Exercise aim> Could you set down every entry exactly as it stands, without the images?

Dataset extract>
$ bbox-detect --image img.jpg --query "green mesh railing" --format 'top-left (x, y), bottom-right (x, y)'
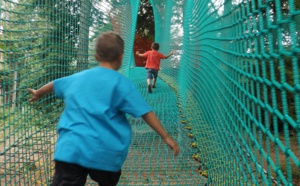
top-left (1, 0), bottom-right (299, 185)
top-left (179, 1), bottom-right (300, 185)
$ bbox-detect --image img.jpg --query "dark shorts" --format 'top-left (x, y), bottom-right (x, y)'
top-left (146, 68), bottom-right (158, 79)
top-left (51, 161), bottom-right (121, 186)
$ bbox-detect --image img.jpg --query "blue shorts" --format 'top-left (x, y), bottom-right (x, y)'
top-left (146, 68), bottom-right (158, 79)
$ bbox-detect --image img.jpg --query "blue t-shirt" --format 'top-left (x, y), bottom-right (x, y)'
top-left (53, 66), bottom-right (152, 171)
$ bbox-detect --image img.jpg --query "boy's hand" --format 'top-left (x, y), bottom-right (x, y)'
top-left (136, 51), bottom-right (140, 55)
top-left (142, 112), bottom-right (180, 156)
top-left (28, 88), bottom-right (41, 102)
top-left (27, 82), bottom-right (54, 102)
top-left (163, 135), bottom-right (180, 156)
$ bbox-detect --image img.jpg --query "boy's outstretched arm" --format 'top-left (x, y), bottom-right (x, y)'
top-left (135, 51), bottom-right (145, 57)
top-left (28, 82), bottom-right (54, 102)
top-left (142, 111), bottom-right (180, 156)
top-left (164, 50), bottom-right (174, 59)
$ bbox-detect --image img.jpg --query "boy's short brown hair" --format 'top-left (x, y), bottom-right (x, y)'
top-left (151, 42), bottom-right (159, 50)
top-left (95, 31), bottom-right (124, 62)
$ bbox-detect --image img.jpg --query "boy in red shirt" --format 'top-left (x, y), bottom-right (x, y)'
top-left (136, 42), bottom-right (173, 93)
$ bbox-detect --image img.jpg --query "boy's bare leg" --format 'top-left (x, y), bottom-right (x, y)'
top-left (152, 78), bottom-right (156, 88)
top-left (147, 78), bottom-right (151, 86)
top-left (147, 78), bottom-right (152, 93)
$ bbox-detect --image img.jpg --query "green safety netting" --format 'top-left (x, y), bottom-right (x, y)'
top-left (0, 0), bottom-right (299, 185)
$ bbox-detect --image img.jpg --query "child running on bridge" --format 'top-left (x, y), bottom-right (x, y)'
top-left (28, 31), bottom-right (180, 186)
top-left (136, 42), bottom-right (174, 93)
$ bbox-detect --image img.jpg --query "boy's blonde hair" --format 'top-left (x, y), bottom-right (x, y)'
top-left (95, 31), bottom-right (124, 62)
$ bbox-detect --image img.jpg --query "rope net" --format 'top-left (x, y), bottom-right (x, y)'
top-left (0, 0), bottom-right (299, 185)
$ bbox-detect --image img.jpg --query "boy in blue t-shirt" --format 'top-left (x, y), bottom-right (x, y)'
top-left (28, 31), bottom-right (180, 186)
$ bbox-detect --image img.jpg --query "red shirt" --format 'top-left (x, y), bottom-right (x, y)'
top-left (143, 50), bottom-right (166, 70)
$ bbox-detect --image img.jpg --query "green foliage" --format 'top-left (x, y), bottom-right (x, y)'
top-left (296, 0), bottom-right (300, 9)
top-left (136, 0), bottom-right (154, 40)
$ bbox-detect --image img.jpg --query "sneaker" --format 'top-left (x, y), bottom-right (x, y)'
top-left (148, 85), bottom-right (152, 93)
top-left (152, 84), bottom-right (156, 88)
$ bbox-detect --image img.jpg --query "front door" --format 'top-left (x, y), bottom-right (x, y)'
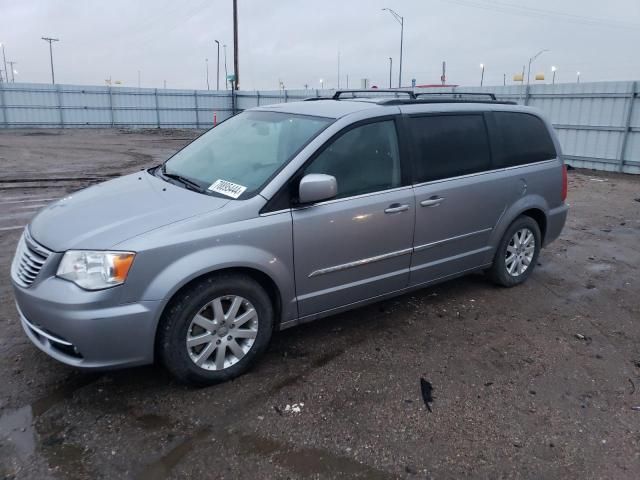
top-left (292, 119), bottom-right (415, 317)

Answer to this problem>
$ bbox-detect --image img.jpg --query "green mesh railing" --format 'top-left (x, y), bottom-right (x, y)'
top-left (1, 0), bottom-right (299, 185)
top-left (179, 1), bottom-right (300, 185)
$ bbox-detect --image img.jpg --query "dark shorts" --format 'top-left (x, y), bottom-right (x, y)'
top-left (146, 68), bottom-right (158, 79)
top-left (51, 161), bottom-right (121, 186)
$ bbox-detect --image img.jpg --query "blue shorts" --format 'top-left (x, y), bottom-right (x, y)'
top-left (146, 68), bottom-right (158, 79)
$ bbox-detect --image img.jpg --query "blue t-shirt" --format 'top-left (x, y), bottom-right (x, y)'
top-left (53, 66), bottom-right (152, 171)
$ bbox-detect --image img.jpg --query "boy's hand" --format 'top-left (x, y), bottom-right (x, y)'
top-left (136, 51), bottom-right (140, 55)
top-left (142, 112), bottom-right (180, 156)
top-left (28, 88), bottom-right (41, 102)
top-left (27, 82), bottom-right (54, 102)
top-left (163, 135), bottom-right (180, 156)
$ bbox-detect --image img.jpg --query "boy's outstretched arm" --format 'top-left (x, y), bottom-right (x, y)'
top-left (135, 51), bottom-right (145, 57)
top-left (28, 82), bottom-right (54, 102)
top-left (142, 111), bottom-right (180, 156)
top-left (164, 50), bottom-right (174, 59)
$ bbox-detect --image img.jpg --query "boy's short brown hair" --format 'top-left (x, y), bottom-right (x, y)'
top-left (151, 42), bottom-right (159, 50)
top-left (95, 31), bottom-right (124, 62)
$ bbox-detect --image img.jpg --query "boy in red shirt" --format 'top-left (x, y), bottom-right (x, y)'
top-left (136, 42), bottom-right (173, 93)
$ bbox-detect --image img.jpg --query "boy's bare leg" --format 'top-left (x, y), bottom-right (x, y)'
top-left (152, 78), bottom-right (156, 88)
top-left (147, 78), bottom-right (151, 86)
top-left (147, 78), bottom-right (152, 93)
$ bbox-detect --image img.jpg --query "green safety netting" --format 'top-left (x, y), bottom-right (x, y)'
top-left (0, 0), bottom-right (299, 185)
$ bbox-detect --image img.jpg --query "child running on bridge" --format 'top-left (x, y), bottom-right (x, y)'
top-left (28, 31), bottom-right (180, 186)
top-left (136, 42), bottom-right (174, 93)
$ bbox-detect --image img.jpg --query "boy's blonde hair" --format 'top-left (x, y), bottom-right (x, y)'
top-left (95, 31), bottom-right (124, 62)
$ bbox-detect --image img.jpg --query "rope net" --format 'top-left (x, y), bottom-right (x, y)'
top-left (0, 0), bottom-right (299, 185)
$ bbox-detect --image img.jpg --query "boy in blue t-shirt" --format 'top-left (x, y), bottom-right (x, y)'
top-left (28, 31), bottom-right (180, 186)
$ bbox-detect --image img.jpg --query "red shirt" --format 'top-left (x, y), bottom-right (x, y)'
top-left (143, 50), bottom-right (166, 70)
$ bbox-detect --image img.jpg --query "green foliage" --format 'top-left (x, y), bottom-right (x, y)'
top-left (296, 0), bottom-right (300, 9)
top-left (136, 0), bottom-right (154, 40)
$ bbox-detect --image img.jpg --query "sneaker" --format 'top-left (x, y), bottom-right (x, y)'
top-left (148, 85), bottom-right (152, 93)
top-left (152, 84), bottom-right (156, 88)
$ bbox-detect --image img.jpg --query "front door" --format 'top-left (x, y), bottom-right (x, y)'
top-left (292, 119), bottom-right (415, 317)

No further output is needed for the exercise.